### WORK INSTRUCTIONS
How many lines in the records below contain the string "banana"? Matching is case-sensitive; give only the number.

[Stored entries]
________

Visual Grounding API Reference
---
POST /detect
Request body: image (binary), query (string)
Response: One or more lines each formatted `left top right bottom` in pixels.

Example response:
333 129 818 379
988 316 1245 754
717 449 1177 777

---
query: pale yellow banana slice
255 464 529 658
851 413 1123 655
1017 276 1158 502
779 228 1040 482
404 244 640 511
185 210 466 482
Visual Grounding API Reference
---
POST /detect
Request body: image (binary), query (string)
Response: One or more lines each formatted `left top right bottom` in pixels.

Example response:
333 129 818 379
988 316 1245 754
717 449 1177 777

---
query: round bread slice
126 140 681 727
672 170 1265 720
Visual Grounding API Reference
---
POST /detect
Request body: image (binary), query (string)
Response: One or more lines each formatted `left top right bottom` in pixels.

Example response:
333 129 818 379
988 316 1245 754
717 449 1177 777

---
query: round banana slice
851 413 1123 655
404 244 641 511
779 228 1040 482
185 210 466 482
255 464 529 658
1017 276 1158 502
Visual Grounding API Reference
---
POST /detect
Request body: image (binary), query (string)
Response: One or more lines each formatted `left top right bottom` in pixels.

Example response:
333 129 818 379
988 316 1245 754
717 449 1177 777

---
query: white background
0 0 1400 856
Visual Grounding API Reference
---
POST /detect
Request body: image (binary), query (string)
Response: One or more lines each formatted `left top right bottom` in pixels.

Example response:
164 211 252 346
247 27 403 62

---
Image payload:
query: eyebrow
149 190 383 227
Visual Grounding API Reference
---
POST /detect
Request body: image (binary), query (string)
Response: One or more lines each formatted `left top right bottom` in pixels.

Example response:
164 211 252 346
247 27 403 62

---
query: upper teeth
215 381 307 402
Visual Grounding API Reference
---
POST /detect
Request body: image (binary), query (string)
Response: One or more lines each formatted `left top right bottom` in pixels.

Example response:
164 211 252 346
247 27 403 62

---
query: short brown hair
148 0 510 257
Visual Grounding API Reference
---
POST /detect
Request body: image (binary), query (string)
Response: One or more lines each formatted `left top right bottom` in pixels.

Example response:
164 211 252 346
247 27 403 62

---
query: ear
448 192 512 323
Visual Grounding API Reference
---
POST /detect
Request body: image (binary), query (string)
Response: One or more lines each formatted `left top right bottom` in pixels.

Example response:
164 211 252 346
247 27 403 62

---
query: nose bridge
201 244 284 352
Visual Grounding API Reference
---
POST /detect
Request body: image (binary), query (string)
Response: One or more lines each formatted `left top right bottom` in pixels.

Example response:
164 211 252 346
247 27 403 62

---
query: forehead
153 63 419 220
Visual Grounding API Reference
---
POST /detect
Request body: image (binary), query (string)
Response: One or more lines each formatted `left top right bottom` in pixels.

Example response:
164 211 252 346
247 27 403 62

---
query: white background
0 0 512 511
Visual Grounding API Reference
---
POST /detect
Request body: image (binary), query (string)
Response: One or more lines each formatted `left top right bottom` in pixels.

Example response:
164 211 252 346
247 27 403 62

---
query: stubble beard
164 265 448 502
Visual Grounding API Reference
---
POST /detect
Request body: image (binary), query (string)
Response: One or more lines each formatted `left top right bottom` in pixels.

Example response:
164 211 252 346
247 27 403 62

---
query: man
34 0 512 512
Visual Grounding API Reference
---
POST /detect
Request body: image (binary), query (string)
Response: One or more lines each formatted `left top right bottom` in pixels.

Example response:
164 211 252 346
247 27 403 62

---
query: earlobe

________

### RESULT OF THIS TASK
2